Requirement 1 ::
According to the projects page, which three toolsets does ForeSITE's library of modeling and analytic tools belong to?
Requirement 2 ::
Copy the projects page word for word, from "The purpose of this project is to build" to "school vaccination policies.".

Text provided ::

>>

Projects
ForeSITE aims to develop and implement a library of modeling and analytic tools belonging to three toolsets: Anomaly Detection & Forecasting/Nowcasting, Parameter Estimation & Scenario Modeling, and Economic Impact Analysis. We will establish a flexible, sustainable, practical, and replicable modeling infrastructure for a broad range of settings, including local health departments in rural locations, which have limited access to analytical support. Below, we have included a sampling of our ongoing efforts.
The purpose of this project is to build an agent-based intervention model for measles in Utah school settings to emphasize the importance of vaccination coverage and the impact of increased vaccine exemption rates. UDHHS hopes to be able to apply this model to inform the Utah legislative body to maintain or improve school vaccination policies.
This app intends to easily distribute the capability of time series statistical alerts to analysts in public health. While software tools such as these usually require a software developer or statistician, the goal is to provide an easy-to-use solution so that analysts in STLT Health Departments can leverage an adaptable alerting system their current capacities.
Our cost-benefit analysis aims to generate Utah-specific estimates of the benefits to employers for maintaining a vaccinated workforce. Our economic team will model costs for employers implementing a workplace vaccination program compared to those who do not. Findings from this work may be used to inform Utah legislative decisions.
The purpose of this project is to assist DHHS in the application of space-time clustering methods to detect anomalies in reported enteric infections. The project will use synthetic data to identify optimal parameters, provide small area population estimates to improve cluster delineation, develop methods to incorporate specific potential sources of transmission (pools, water systems), and package these into easily-used tools for implementation by public health partners.

<<

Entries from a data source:

>>

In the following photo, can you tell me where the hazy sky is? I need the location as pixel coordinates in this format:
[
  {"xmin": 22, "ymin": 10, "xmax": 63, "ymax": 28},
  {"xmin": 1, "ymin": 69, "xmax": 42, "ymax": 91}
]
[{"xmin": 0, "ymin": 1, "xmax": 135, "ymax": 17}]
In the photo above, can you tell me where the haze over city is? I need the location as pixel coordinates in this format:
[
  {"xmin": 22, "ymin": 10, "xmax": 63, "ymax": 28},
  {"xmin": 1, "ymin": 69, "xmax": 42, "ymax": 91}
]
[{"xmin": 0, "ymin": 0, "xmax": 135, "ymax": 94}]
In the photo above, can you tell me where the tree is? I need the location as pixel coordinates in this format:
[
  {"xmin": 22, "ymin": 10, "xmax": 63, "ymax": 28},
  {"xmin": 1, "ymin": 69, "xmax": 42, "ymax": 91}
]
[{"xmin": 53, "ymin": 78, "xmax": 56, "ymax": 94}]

<<
>>

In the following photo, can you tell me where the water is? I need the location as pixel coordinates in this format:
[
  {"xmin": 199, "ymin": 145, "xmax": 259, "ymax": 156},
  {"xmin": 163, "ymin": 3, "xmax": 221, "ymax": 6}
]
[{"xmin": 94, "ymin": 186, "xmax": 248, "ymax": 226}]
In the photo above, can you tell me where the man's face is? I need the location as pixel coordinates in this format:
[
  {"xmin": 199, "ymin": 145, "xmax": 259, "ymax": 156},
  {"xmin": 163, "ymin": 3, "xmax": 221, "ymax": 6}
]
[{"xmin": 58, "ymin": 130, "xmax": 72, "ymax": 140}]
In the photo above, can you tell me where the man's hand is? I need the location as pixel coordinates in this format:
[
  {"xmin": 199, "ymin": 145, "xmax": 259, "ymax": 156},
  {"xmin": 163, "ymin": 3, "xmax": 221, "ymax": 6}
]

<<
>>

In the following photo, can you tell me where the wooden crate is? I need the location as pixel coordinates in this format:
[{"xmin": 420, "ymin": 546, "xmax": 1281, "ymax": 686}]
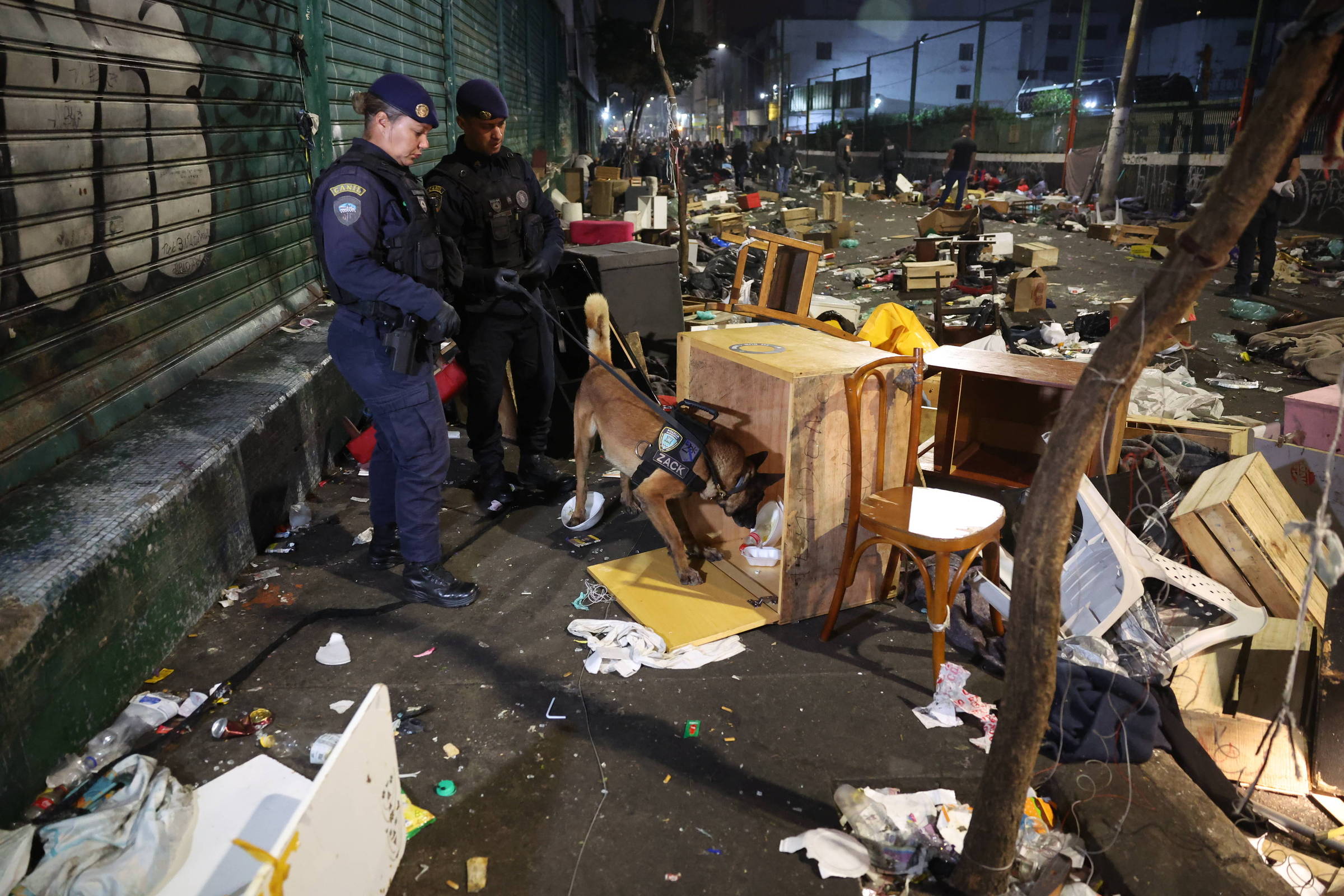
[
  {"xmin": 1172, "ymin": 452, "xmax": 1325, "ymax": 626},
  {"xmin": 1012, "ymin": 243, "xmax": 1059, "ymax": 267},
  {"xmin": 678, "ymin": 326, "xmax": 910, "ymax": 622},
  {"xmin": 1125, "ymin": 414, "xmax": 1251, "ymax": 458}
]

<<

Task answer 1 ::
Anomaly Detection & Forecasting/Nowcasting, Parameter Estimation & Scenario Modeling, and Economic Impact Analysis.

Task answer 2 ::
The purpose of this project is to build an agent-based intervention model for measles in Utah school settings to emphasize the importance of vaccination coverage and the impact of increased vaccine exemption rates. UDHHS hopes to be able to apply this model to inform the Utah legislative body to maintain or improve school vaccination policies.